** start of DATA TO PROCESS **
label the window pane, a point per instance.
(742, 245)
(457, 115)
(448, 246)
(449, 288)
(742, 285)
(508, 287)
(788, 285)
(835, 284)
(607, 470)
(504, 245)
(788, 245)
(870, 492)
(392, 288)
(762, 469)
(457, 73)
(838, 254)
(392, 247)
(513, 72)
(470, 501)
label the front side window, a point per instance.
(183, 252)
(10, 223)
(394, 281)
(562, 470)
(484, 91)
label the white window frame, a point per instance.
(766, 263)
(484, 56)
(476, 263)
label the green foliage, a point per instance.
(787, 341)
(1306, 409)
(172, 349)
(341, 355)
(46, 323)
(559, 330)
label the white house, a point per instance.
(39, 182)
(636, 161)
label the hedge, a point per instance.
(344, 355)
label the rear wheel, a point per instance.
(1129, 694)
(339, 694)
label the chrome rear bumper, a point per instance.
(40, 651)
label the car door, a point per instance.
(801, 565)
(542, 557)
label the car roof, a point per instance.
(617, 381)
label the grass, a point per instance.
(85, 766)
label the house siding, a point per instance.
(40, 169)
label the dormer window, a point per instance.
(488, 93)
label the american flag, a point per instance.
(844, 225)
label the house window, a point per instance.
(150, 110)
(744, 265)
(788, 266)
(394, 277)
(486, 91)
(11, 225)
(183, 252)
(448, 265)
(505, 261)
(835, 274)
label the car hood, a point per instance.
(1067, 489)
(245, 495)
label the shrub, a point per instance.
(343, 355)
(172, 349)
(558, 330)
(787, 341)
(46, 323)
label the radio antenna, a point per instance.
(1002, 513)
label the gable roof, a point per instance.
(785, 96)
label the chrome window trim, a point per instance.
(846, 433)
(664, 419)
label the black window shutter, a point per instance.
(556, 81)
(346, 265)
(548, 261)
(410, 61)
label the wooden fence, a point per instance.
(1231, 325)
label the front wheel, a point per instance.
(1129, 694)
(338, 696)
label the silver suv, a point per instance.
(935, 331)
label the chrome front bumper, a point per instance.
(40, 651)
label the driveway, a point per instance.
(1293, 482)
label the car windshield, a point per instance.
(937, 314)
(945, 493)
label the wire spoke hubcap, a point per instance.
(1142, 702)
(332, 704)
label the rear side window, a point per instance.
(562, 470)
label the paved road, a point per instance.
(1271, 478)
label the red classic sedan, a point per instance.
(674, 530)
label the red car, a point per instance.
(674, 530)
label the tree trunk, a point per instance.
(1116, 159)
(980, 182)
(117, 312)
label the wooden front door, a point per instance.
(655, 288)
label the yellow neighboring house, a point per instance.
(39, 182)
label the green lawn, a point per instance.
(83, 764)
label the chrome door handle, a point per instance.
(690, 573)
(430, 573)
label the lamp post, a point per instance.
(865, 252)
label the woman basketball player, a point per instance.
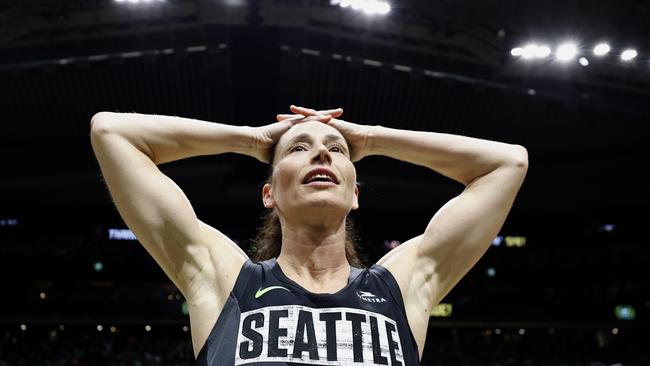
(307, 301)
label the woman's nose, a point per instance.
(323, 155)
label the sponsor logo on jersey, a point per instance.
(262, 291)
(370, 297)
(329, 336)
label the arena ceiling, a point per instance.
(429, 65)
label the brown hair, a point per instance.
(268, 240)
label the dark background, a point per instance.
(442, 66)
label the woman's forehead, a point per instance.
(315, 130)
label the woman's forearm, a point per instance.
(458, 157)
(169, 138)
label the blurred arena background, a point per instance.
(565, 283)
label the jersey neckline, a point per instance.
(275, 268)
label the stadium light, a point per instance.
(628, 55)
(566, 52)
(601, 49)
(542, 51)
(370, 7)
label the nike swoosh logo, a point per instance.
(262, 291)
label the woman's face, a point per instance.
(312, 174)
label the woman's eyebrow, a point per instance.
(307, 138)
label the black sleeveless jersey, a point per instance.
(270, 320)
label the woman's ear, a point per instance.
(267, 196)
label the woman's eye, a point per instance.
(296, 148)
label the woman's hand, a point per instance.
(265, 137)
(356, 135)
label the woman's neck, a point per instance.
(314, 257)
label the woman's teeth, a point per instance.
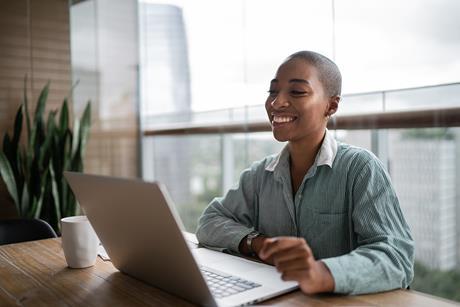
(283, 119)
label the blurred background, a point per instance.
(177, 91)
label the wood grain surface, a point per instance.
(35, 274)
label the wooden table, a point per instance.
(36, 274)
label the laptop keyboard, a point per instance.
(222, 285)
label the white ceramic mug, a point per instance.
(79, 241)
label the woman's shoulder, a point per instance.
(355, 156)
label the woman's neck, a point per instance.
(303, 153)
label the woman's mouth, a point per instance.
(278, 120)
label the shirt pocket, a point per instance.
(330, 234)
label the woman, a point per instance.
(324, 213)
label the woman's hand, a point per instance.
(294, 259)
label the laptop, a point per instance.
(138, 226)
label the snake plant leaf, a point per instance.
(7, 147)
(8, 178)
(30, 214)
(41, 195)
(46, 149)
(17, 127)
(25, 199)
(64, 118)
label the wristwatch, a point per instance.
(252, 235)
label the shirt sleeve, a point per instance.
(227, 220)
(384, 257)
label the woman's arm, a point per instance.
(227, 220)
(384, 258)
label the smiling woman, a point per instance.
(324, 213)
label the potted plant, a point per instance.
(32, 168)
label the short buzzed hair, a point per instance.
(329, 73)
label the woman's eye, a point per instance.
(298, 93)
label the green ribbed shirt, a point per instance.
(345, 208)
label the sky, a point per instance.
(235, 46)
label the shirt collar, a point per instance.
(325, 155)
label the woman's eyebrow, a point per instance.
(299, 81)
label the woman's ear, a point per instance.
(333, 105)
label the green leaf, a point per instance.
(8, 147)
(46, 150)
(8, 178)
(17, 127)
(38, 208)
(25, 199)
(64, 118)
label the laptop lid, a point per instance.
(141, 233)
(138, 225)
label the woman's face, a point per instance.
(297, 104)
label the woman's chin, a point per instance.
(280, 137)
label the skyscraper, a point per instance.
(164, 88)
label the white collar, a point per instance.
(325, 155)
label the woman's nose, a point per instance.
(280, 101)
** end of DATA TO PROCESS **
• [WORK INSTRUCTIONS]: Without including any pictures, print each record exactly.

• [WORKED ANSWER]:
label the window pane, a point per instance.
(742, 245)
(457, 115)
(448, 246)
(449, 288)
(742, 285)
(508, 287)
(788, 285)
(835, 284)
(607, 470)
(504, 245)
(788, 245)
(870, 492)
(392, 288)
(762, 469)
(457, 73)
(838, 254)
(392, 247)
(513, 72)
(470, 501)
label the front side window, a point per instance.
(183, 252)
(10, 223)
(394, 281)
(562, 470)
(484, 91)
label the white window frame, a point per instance.
(766, 263)
(484, 56)
(476, 263)
label the green foliage, a point per instance.
(787, 341)
(1306, 409)
(172, 349)
(341, 355)
(46, 323)
(559, 330)
label the white house, a point per instance.
(39, 182)
(636, 161)
label the hedge, a point per instance.
(344, 355)
label the rear wheel, a point per instance.
(1129, 694)
(339, 694)
label the chrome rear bumper, a point per instance.
(40, 651)
label the car door, a point per instance.
(801, 565)
(542, 557)
label the car roof, a point per instance.
(617, 381)
label the grass, a point per instance.
(85, 766)
label the house siding, a point per instance.
(40, 169)
label the dormer window, a point per instance.
(488, 93)
label the american flag, a point per instance.
(844, 225)
label the house window, a point per instance.
(150, 110)
(744, 265)
(788, 266)
(394, 277)
(486, 91)
(11, 225)
(183, 252)
(448, 265)
(505, 261)
(835, 274)
label the car hood, a point per instance.
(1067, 489)
(245, 495)
label the shrub, a point per instance.
(343, 355)
(172, 349)
(558, 330)
(787, 341)
(46, 323)
label the radio antenna, a point per instance.
(1002, 513)
label the gable roof, a point per instance.
(785, 96)
label the chrome window trim, a point per instance.
(846, 433)
(664, 419)
label the black window shutter, a point per instance.
(556, 81)
(346, 265)
(548, 261)
(410, 61)
label the wooden fence, a point per instance.
(1231, 325)
label the front wheel, a point per instance.
(1129, 694)
(338, 696)
label the silver suv, a point per instance.
(935, 331)
label the chrome front bumper, a point per instance.
(40, 651)
label the driveway, a point per instance.
(1293, 482)
label the car windshield, a point per instance.
(937, 314)
(945, 493)
label the wire spoke hubcap, a point per instance.
(1142, 702)
(332, 704)
label the rear side window, a point per instance.
(562, 470)
label the paved road, a point per instance.
(1271, 478)
label the red classic sedan, a point per instance.
(674, 530)
label the red car, a point per instance.
(674, 530)
label the tree trunk, a point per instance.
(1116, 159)
(980, 182)
(117, 312)
label the wooden front door, a point per instance.
(655, 288)
label the yellow neighboring house, a point per instance.
(39, 182)
label the green lawn, a point per instance.
(83, 764)
label the chrome door handle, a point per instance.
(690, 573)
(430, 573)
label the lamp post, a point per instance.
(865, 252)
label the woman basketball player, a point per instance.
(307, 301)
label the woman's nose, a point per instance.
(323, 155)
label the sponsor logo on jersey, a point per instance.
(262, 291)
(370, 297)
(329, 336)
label the arena ceiling, a point per instance.
(429, 65)
label the brown hair, a point per instance.
(268, 240)
label the dark background, a point per instance.
(442, 66)
label the woman's forehead, a point per instance.
(315, 130)
label the woman's forearm, a point per instance.
(458, 157)
(169, 138)
label the blurred arena background, a point per instance.
(565, 283)
label the jersey neckline, a point per instance.
(275, 268)
label the stadium light, a point per instance.
(628, 55)
(566, 52)
(601, 49)
(542, 51)
(370, 7)
label the nike swoosh logo, a point per instance.
(262, 291)
label the woman's face, a point per instance.
(312, 174)
label the woman's eyebrow, a point per instance.
(307, 138)
label the black sleeveless jersey, a point per instance.
(270, 320)
label the woman's ear, a point per instance.
(267, 196)
label the woman's eye, a point per instance.
(296, 148)
label the woman's hand, a point per instance.
(265, 137)
(356, 135)
label the woman's neck, a point per instance.
(314, 257)
label the woman's teeth, a point per instance.
(283, 119)
label the blurred background, a point per instance.
(177, 91)
label the wood grain surface, a point per instance.
(35, 274)
label the wooden table, a point per instance.
(36, 274)
label the laptop keyboard, a point per instance.
(222, 285)
label the white ceramic mug, a point per instance.
(79, 241)
label the woman's shoulder, a point per instance.
(355, 156)
label the woman's neck, a point per instance.
(303, 153)
label the woman's mouth, a point per instance.
(278, 120)
label the shirt pocket, a point per instance.
(330, 234)
label the woman, a point per instance.
(324, 213)
label the woman's hand, a point per instance.
(294, 259)
label the laptop, a point per instance.
(138, 226)
label the snake plant leaf, a point per instance.
(7, 147)
(8, 178)
(30, 214)
(41, 195)
(46, 149)
(17, 127)
(25, 199)
(64, 118)
label the wristwatch, a point per instance.
(252, 235)
label the shirt sleeve, a point per instance.
(227, 220)
(384, 257)
label the woman's arm, a point per instance.
(227, 220)
(384, 258)
label the smiling woman, a point per instance.
(324, 213)
label the potted plant, a point per instance.
(32, 168)
label the short buzzed hair, a point per instance.
(329, 73)
label the woman's eye, a point per instance.
(298, 93)
label the green ribbed shirt, a point per instance.
(345, 208)
label the sky, a point per instance.
(235, 46)
label the shirt collar, a point per instance.
(325, 155)
label the woman's eyebrow, a point per instance.
(299, 81)
label the woman's ear, a point per instance.
(333, 105)
label the green leaf, a point per instance.
(8, 147)
(46, 150)
(8, 178)
(17, 127)
(38, 208)
(25, 199)
(64, 118)
label the laptop lid, a point per instance.
(141, 233)
(138, 225)
label the woman's face, a point per instance.
(297, 104)
label the woman's chin, a point per instance.
(280, 137)
label the skyscraper, a point per instance.
(164, 88)
label the white collar, a point per instance.
(325, 155)
label the woman's nose, a point per instance.
(280, 101)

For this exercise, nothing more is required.